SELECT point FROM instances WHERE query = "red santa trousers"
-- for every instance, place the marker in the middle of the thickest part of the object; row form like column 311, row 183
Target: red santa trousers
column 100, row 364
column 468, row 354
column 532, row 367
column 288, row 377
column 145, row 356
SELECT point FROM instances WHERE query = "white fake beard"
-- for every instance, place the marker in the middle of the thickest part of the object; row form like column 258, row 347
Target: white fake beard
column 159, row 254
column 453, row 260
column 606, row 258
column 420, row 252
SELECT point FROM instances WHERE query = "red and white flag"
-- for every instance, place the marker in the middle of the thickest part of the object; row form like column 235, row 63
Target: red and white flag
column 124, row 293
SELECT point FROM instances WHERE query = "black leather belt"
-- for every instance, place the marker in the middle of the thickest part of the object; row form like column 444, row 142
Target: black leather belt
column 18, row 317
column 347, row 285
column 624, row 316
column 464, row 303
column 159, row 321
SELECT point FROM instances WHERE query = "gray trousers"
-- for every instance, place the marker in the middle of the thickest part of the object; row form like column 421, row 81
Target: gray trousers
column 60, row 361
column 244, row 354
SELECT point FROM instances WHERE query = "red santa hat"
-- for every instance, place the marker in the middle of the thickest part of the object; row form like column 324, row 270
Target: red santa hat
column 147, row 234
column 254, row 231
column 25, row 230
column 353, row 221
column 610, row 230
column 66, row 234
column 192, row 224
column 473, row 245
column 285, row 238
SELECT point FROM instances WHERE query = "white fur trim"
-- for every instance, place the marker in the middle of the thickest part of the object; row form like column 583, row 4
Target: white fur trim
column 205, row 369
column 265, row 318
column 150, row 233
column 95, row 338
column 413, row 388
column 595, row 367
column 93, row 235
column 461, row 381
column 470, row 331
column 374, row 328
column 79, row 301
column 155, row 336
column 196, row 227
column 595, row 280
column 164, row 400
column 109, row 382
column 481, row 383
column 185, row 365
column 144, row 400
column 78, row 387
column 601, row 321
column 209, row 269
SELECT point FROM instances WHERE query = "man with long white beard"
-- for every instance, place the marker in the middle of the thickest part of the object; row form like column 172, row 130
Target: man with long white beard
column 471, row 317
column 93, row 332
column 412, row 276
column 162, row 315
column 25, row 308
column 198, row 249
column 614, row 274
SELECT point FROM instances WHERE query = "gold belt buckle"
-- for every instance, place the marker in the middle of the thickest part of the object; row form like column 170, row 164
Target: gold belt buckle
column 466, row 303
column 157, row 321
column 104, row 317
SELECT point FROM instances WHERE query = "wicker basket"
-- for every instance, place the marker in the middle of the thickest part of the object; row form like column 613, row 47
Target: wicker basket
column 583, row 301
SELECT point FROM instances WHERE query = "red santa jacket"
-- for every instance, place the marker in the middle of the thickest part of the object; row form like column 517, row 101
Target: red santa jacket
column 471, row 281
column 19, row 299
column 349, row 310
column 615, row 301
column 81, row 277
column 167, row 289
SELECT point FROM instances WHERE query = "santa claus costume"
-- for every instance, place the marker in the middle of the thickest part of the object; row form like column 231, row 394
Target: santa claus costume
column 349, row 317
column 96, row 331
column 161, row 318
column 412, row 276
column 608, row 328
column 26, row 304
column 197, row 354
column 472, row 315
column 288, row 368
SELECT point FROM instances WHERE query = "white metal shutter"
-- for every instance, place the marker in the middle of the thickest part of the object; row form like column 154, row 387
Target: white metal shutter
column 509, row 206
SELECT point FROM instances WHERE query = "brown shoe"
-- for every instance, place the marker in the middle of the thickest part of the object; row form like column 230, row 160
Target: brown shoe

--*--

### Prompt
Reproduce all of the lines above, swapping "marker" for "dot" wherever it occurs and leaving everything else unchanged.

### Task response
SELECT point FROM instances WHERE query = "red santa trousers"
-- for every instance, place the dot in the middle of the thickest part of the object; row form like column 311, row 183
Target: red santa trousers
column 100, row 364
column 468, row 354
column 532, row 367
column 288, row 377
column 145, row 356
SELECT point FROM instances WHERE query = "white fake beard"
-- for every instance, place the dot in the middle of the thickest part of the object; row form like column 258, row 347
Target: white fake beard
column 159, row 254
column 453, row 260
column 606, row 258
column 420, row 252
SELECT point FROM instances WHERE query = "red and white flag"
-- for every instance, place the dot in the middle of the thickest part of the object; row form like column 235, row 63
Target: red and white flag
column 124, row 293
SELECT point FROM instances WHERE query = "black leather belt"
-- for every instance, place the dot in the middle of the thickest part of the object; row form like column 444, row 142
Target: black leather belt
column 18, row 317
column 347, row 285
column 624, row 316
column 464, row 303
column 159, row 321
SELECT point FROM instances WHERE query = "gray trousers"
-- for every instance, place the dot in the middle of the thickest part of the object; row form like column 421, row 81
Target: gray trousers
column 60, row 361
column 244, row 354
SELECT point FROM instances WHERE query = "red santa hat"
-- for every instance, place the dot in the middle of the thickest part of the object; row form like column 324, row 270
Target: red santa hat
column 147, row 234
column 254, row 231
column 25, row 230
column 353, row 221
column 610, row 230
column 66, row 234
column 192, row 224
column 473, row 245
column 285, row 238
SELECT point FROM instances WHERE query = "white fur trim"
-- for every instance, place the dot in the middle of the thickest part of the object; row form like column 583, row 4
Target: white fur trim
column 205, row 369
column 265, row 318
column 150, row 233
column 95, row 338
column 413, row 388
column 595, row 367
column 93, row 235
column 461, row 381
column 470, row 331
column 374, row 328
column 79, row 301
column 155, row 336
column 196, row 227
column 595, row 280
column 164, row 400
column 109, row 382
column 481, row 383
column 185, row 365
column 144, row 400
column 78, row 387
column 601, row 321
column 209, row 269
SELECT point FROM instances WHERE query = "man with long white beard"
-- for every instance, place the dot in the middle of the thickest part of the object; row form like column 172, row 130
Target: man with long white beard
column 471, row 317
column 93, row 332
column 412, row 276
column 162, row 315
column 25, row 308
column 198, row 249
column 614, row 274
SELECT point FROM instances WHERE query = "gold belt buckle"
-- for every instance, place the dot in the middle of the thickest part of the object; row form like column 170, row 164
Target: gold belt buckle
column 466, row 303
column 157, row 321
column 104, row 317
SELECT point FROM instances WHERE query = "wicker basket"
-- for every instance, place the dot in the middle of the thickest part of the object; row form like column 613, row 47
Target: wicker basket
column 583, row 301
SELECT point FROM instances WHERE query = "red santa jacket"
-- for every instance, place the dot in the middle of the thickest part of the object; row form like column 517, row 101
Target: red santa jacket
column 471, row 281
column 19, row 299
column 349, row 310
column 615, row 301
column 81, row 277
column 167, row 289
SELECT point FROM instances WHERE query = "santa claus costume"
-- for every instance, place the dot in the middle of the thickest part of the object; row form like column 231, row 394
Target: santa claus costume
column 349, row 317
column 96, row 331
column 161, row 318
column 412, row 276
column 608, row 328
column 26, row 304
column 197, row 354
column 472, row 315
column 288, row 368
SELECT point FROM instances WHERE query = "white metal shutter"
-- for every instance, place the dot in the middle of the thickest part of the object; row form like column 154, row 387
Target: white metal shutter
column 509, row 206
SELECT point FROM instances WHERE query = "brown shoe"
-- for every instance, place the dot in the middle of the thickest part of the object; row form like column 230, row 160
Target: brown shoe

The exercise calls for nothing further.